Excerpt provided —
^^^^^^^^
A big hit for leisure and hospitality
By the end of September, a little more than 1 of every 4 leisure and hospitality jobs had disappeared – a huge improvement from the 60% drop in April. But with so many fewer jobs, earnings from bar, hotel and restaurant workers dropped by 9%, or $34 million. That’s more than four times the region’s 2% drop in total wages during the summer quarter last year.
Pay is a factor, too. Because leisure and hospitality jobs pay much less than the average Buffalo Niagara job, their impact on the drop in total earnings has been much less severe than the steep losses in employment.
Because the remaining leisure and hospitality workers often received extra pay raises to stay on the job and likely worked longer hours, their average weekly wage, which reflects the hourly wage and the hours worked, shot up by $140 during the summer to almost $600 – a 31% increase.
For some of those frontline workers, that bonus pay has since disappeared, even as more jobs have returned. By the end of March, the employment shortfall had narrowed to 1 of every 5 leisure and hospitality jobs, which means the wage gap also has narrowed, though we don’t have the data to say by how much.
Average wages are rising fast
Another odd thing has happened during this recession. Overall wages are plunging as jobs disappear, but workers who have kept their jobs have been taking home much bigger paychecks – partly because they’re working more, and partly because many got raises to reward them for staying on the job while lockdowns were in effect.
^^^^^^^^
Data extract —
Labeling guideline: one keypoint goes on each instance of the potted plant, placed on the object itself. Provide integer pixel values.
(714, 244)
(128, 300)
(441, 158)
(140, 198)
^^^^^^^^
Problems to work on —
- A) Repeat the part of the Buffalo Niagara wages text from "Average wages are" to "were in effect.", putting "downturn" in place of "recession".
- B) Answer these questions from the Buffalo Niagara wages text, one per line:
(i) By the end of September, what share of leisure and hospitality jobs had disappeared?
(ii) By how much did the average weekly wage of the remaining leisure and hospitality workers rise during the summer?
(iii) By the end of March, what had the employment shortfall narrowed to?
- C) Summarize the Buffalo Niagara wages text in two sentences.

Answers to the problems —
- A)
Average wages are rising fast
Another odd thing has happened during this downturn. Overall wages are plunging as jobs disappear, but workers who have kept their jobs have been taking home much bigger paychecks – partly because they’re working more, and partly because many got raises to reward them for staying on the job while lockdowns were in effect.

- B)
(i) A little more than 1 of every 4 jobs.
(ii) By $140, to almost $600, a 31% increase.
(iii) 1 of every 5 leisure and hospitality jobs.

- C) Leisure and hospitality lost more than 1 of every 4 jobs by the end of September, and earnings from bar, hotel and restaurant workers dropped by 9%, though low pay in these jobs made the hit to total earnings less severe than the job losses. Workers who kept their jobs took home much bigger paychecks, partly from working more and partly from raises for staying on during lockdowns, even as overall wages plunged.